● **Try it**:
Going down the data below, set down exactly the line with "Query: officer's black shoes" and each line after it through the line with "Might I ask you to point at the street"; no other lines.

● **Supplied records**:
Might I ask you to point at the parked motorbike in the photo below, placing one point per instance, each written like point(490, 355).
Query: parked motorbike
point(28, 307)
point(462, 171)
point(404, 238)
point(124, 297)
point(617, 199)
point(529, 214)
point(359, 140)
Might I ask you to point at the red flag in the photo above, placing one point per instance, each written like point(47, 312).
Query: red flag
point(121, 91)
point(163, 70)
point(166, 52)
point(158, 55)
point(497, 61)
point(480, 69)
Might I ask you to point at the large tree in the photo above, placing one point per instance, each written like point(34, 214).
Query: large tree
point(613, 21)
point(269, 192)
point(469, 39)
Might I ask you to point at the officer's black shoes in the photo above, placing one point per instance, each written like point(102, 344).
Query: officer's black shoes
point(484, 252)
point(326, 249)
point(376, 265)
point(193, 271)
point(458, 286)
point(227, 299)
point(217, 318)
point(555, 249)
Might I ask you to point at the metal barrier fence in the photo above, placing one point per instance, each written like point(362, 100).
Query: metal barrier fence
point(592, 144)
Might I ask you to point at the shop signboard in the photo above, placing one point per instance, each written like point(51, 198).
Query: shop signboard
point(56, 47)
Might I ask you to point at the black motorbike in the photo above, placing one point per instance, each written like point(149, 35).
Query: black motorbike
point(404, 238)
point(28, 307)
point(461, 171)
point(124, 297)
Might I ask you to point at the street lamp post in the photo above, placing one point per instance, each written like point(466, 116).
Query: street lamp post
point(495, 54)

● **Response for this exercise**:
Query: officer's black shoes
point(484, 252)
point(326, 249)
point(376, 265)
point(193, 271)
point(458, 286)
point(227, 299)
point(217, 318)
point(555, 249)
Might I ask you to point at the metal barrier fence in the photo above, placing one point per instance, each written like point(362, 100).
Query: metal barrier fence
point(592, 144)
Might I ask you to point at the shop signboard in the photo above, placing one point per instance, each written like point(51, 198).
Query: shop signboard
point(56, 47)
Might I ask you to point at the black motorbike in the photo above, placing one point per instance, each written like point(149, 35).
Query: black motorbike
point(404, 238)
point(28, 307)
point(461, 171)
point(124, 297)
Might I ask you to point at the street lamp post in the photo above, placing one point per instance, each written like point(466, 116).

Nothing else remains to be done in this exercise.